::: Material shown

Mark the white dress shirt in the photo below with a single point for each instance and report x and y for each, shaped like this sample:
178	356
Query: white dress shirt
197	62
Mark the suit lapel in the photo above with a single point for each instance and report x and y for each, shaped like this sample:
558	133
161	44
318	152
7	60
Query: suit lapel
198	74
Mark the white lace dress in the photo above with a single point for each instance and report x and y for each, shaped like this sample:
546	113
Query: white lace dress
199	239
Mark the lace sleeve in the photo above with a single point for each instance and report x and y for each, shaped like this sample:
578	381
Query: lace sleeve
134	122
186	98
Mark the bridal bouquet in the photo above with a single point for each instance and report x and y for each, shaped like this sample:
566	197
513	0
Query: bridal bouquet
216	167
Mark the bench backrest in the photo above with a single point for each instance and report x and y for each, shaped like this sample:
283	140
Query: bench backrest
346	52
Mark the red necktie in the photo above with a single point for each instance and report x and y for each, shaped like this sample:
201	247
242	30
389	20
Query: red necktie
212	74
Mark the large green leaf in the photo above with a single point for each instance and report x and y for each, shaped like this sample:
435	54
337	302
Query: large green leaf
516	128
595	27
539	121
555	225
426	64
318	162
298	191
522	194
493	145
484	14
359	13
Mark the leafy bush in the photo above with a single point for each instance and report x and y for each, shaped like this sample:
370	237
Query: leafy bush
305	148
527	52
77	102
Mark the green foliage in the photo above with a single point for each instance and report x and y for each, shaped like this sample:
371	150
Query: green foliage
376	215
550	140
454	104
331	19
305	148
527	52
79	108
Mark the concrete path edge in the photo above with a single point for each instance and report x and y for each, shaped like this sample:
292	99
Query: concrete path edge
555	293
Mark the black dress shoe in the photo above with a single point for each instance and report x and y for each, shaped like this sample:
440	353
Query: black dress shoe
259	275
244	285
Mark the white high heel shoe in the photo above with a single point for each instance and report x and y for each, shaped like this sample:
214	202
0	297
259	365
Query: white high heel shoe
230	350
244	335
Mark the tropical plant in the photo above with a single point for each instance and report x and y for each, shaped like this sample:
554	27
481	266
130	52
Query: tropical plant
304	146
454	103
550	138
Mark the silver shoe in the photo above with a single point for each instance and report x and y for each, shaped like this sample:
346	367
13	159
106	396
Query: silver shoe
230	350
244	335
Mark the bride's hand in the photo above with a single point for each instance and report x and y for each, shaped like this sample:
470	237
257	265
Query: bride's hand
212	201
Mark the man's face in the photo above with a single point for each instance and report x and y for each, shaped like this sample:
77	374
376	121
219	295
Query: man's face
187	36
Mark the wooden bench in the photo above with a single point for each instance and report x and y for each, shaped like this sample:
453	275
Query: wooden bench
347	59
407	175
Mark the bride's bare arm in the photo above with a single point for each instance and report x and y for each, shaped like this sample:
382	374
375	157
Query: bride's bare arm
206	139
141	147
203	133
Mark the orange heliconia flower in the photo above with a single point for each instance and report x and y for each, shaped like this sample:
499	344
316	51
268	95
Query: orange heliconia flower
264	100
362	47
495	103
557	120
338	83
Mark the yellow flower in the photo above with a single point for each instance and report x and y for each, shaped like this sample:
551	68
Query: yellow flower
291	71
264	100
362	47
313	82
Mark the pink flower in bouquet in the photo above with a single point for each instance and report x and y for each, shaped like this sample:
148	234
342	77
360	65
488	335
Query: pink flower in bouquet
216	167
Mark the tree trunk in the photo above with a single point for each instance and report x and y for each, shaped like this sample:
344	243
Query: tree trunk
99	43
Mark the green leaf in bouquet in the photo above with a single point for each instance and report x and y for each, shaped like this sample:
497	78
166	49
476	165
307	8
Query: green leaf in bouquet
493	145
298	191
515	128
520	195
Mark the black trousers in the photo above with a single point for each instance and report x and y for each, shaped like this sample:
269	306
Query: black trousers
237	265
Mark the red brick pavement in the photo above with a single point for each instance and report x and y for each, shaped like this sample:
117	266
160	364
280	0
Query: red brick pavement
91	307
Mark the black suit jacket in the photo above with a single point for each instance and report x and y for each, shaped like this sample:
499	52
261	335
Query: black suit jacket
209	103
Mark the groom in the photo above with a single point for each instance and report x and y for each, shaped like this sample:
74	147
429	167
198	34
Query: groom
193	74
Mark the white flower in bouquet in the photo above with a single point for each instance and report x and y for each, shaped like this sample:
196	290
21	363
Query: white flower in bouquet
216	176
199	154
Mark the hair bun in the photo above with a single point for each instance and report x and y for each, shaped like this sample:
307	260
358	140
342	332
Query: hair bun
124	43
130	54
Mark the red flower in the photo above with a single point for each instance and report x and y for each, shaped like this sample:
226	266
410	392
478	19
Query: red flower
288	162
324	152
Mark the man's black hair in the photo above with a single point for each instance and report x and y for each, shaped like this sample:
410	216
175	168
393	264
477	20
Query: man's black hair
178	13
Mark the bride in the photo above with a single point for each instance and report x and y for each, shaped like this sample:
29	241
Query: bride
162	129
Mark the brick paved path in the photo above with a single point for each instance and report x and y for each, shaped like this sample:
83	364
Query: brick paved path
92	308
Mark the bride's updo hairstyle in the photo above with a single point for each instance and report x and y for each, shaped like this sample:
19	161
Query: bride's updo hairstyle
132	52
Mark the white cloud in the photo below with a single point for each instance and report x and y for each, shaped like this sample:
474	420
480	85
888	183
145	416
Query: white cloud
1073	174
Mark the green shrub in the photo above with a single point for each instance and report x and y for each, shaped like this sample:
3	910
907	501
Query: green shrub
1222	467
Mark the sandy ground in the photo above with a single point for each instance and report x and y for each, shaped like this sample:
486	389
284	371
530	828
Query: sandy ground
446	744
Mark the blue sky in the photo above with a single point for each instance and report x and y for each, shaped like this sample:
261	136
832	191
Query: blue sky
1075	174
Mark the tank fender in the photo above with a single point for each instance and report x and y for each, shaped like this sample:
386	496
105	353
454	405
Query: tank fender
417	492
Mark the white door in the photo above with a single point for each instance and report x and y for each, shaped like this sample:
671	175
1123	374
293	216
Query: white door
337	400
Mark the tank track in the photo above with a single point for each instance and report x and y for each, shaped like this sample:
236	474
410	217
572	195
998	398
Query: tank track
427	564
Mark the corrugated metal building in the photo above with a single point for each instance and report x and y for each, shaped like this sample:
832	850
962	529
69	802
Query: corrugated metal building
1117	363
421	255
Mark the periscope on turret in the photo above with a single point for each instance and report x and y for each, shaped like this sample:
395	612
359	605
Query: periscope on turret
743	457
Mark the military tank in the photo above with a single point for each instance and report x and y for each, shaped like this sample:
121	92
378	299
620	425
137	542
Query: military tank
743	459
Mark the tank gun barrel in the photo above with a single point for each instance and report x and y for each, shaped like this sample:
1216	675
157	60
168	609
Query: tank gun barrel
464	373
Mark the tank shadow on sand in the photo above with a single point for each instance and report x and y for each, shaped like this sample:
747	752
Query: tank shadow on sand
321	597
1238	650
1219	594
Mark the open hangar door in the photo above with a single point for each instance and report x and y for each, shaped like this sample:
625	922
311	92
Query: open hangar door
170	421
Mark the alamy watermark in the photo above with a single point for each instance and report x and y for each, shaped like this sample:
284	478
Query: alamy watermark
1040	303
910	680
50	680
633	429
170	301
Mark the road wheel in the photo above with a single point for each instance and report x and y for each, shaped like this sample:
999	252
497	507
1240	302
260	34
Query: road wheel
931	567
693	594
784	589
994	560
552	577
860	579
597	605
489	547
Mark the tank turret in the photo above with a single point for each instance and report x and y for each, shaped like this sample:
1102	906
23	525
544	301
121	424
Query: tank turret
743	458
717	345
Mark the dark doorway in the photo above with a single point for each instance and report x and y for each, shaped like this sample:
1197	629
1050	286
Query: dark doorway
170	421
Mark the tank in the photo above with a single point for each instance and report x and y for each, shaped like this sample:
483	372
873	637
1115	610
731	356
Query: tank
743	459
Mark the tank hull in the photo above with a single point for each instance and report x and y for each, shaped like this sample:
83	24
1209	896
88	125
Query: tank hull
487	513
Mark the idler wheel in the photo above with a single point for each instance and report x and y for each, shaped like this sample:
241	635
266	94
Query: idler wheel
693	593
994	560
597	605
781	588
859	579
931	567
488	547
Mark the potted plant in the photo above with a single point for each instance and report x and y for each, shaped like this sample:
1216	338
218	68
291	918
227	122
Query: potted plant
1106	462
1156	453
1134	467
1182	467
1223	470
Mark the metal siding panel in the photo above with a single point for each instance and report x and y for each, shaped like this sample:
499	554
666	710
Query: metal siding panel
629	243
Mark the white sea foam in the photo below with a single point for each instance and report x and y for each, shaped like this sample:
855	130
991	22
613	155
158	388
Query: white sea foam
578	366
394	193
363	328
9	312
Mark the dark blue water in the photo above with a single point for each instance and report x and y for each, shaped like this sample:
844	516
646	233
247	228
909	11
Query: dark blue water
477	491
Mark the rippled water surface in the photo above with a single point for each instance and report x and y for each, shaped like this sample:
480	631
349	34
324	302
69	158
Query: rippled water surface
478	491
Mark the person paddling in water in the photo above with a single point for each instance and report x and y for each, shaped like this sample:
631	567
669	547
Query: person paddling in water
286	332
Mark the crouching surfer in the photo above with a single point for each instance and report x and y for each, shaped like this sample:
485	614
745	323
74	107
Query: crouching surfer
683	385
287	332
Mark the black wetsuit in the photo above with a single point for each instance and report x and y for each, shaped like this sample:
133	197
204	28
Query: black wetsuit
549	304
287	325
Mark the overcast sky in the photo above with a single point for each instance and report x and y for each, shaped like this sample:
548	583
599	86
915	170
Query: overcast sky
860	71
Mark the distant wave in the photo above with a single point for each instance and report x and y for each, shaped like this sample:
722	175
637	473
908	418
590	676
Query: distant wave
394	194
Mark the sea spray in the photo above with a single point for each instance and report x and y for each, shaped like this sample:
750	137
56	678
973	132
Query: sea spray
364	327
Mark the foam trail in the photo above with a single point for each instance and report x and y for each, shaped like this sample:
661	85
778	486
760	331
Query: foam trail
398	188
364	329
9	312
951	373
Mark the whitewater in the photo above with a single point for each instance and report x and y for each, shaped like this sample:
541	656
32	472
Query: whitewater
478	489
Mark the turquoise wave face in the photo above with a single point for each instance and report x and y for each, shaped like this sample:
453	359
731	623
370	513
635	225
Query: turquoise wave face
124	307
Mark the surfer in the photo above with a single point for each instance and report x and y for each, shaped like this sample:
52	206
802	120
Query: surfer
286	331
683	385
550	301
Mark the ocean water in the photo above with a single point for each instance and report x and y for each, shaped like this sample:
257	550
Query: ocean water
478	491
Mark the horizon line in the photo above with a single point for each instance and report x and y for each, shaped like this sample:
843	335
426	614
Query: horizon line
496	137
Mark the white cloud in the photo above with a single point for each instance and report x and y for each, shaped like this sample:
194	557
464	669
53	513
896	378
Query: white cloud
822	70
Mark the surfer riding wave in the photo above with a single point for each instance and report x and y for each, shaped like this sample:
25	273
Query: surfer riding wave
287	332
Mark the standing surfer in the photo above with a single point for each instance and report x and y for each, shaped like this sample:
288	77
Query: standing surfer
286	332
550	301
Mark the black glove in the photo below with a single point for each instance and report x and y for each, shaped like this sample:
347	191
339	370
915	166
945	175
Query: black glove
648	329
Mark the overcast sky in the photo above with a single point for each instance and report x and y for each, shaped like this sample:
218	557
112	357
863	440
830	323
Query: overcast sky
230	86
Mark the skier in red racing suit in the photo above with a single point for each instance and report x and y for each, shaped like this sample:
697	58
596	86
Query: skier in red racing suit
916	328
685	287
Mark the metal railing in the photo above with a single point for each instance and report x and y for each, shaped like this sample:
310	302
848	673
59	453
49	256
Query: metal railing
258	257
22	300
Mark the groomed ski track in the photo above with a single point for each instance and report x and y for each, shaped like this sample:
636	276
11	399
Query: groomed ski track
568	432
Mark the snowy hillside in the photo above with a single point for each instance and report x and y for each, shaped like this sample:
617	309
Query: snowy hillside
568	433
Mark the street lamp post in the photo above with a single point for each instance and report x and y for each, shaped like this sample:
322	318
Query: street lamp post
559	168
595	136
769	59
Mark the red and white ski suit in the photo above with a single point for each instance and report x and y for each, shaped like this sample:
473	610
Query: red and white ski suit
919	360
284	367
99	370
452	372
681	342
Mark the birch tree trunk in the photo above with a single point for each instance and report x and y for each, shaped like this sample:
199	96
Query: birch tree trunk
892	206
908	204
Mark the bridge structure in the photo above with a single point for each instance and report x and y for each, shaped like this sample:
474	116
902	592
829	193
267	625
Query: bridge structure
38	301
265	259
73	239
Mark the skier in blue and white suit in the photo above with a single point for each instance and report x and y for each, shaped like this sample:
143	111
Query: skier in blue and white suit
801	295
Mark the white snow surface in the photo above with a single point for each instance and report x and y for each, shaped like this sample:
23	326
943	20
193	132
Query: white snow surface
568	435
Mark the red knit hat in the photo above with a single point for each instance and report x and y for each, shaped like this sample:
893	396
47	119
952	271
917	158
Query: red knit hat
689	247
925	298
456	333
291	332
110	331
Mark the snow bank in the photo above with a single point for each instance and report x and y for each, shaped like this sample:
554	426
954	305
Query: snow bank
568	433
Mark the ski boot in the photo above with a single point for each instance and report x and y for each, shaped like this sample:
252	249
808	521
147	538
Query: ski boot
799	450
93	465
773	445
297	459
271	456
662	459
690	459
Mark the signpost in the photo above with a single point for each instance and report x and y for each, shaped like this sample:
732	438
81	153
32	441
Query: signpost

::::::

- Task prompt -
Write out again, exactly, the lines from the one holding "Mark the birch" through the end of the listing, with both ends included.

- Solution to the problem -
Mark the birch tree trunk in the photo above with a single point for each instance and report x and y for each, shaped like this sample:
199	96
Query: birch tree trunk
892	206
908	204
Mark the bridge structure in the photo above with a single point for each instance and report x and y for each, shaped like this sample:
474	116
902	592
829	193
267	625
Query: bridge structure
38	301
265	259
73	239
Mark the skier in blue and white suit in the photo above with a single point for each instance and report x and y for each, shaped like this sample:
143	111
Query: skier in blue and white suit
801	295
Mark the white snow surface in the photo above with a single point for each instance and report x and y for each, shaped like this sample:
23	326
943	20
193	132
Query: white snow surface
568	435
Mark the red knit hat in the photo above with a single point for each instance and report x and y for each, shaped like this sample:
893	396
47	119
952	271
917	158
Query: red knit hat
689	247
925	298
456	333
291	332
110	331
Mark the snow bank in the photo above with a single point for each instance and report x and y for each, shaped like this sample:
554	426
954	305
Query: snow bank
568	433
Mark the ski boot in the photo above with a single point for each instance and report x and y for each, shaped like this sample:
252	249
808	521
147	538
Query: ski boot
799	450
93	465
773	445
297	459
271	456
662	459
690	459
Mark the signpost in the photo above with a single point for each instance and report x and y for each, shaped like this sample:
732	438
81	153
32	441
Query: signpost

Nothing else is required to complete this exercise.